===== Data in this exercise =====
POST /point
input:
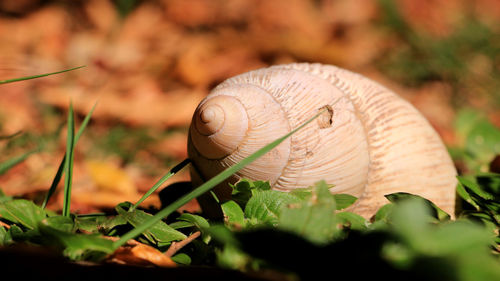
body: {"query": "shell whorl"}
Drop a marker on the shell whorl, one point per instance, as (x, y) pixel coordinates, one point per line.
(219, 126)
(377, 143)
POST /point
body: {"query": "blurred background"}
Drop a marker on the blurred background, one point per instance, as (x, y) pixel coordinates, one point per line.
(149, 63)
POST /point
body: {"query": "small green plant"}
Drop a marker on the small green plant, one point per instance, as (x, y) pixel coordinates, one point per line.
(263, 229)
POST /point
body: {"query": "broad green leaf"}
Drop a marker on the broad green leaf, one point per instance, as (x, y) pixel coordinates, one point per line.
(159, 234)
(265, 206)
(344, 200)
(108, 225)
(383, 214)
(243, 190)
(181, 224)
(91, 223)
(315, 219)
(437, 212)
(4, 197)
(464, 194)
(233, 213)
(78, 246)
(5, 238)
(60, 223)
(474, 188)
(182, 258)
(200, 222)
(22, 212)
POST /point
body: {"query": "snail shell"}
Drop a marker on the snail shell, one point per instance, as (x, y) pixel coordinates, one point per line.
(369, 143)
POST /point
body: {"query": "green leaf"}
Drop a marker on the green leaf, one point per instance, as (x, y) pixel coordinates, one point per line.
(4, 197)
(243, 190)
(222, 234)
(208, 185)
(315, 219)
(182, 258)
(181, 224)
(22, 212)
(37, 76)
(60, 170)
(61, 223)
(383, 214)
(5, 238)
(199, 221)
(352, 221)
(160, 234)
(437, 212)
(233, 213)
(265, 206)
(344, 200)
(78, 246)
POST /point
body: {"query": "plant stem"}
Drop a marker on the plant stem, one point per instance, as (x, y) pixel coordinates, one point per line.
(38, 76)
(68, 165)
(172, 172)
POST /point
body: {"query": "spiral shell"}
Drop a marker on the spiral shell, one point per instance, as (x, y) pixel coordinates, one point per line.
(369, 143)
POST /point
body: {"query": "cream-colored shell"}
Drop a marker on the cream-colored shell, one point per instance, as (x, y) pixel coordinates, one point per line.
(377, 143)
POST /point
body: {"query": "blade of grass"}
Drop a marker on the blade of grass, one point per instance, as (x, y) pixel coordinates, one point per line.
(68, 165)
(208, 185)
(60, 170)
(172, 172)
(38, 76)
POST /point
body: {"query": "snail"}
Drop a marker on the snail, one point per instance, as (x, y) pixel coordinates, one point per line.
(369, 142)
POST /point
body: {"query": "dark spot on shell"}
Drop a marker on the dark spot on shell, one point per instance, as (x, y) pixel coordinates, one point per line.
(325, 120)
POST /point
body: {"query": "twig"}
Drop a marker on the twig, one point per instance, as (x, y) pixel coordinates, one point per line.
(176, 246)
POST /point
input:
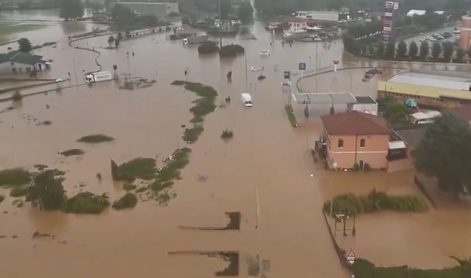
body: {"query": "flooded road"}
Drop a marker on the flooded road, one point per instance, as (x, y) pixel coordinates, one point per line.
=====
===== Data in this exercise =====
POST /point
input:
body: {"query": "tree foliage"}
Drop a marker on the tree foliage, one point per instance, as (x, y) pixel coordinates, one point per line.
=====
**Problem**
Locate every line in the listing that contains the word "plant" and copy each one.

**Response to this task**
body: {"query": "small green plant"}
Drop a marker on the small green plant, one point per instance, as (x, y) pixel coordinates, one point per line.
body: {"query": "plant stem"}
Drop a marker on the plant stem, one point per instance, as (x, y) pixel coordinates, one point per line.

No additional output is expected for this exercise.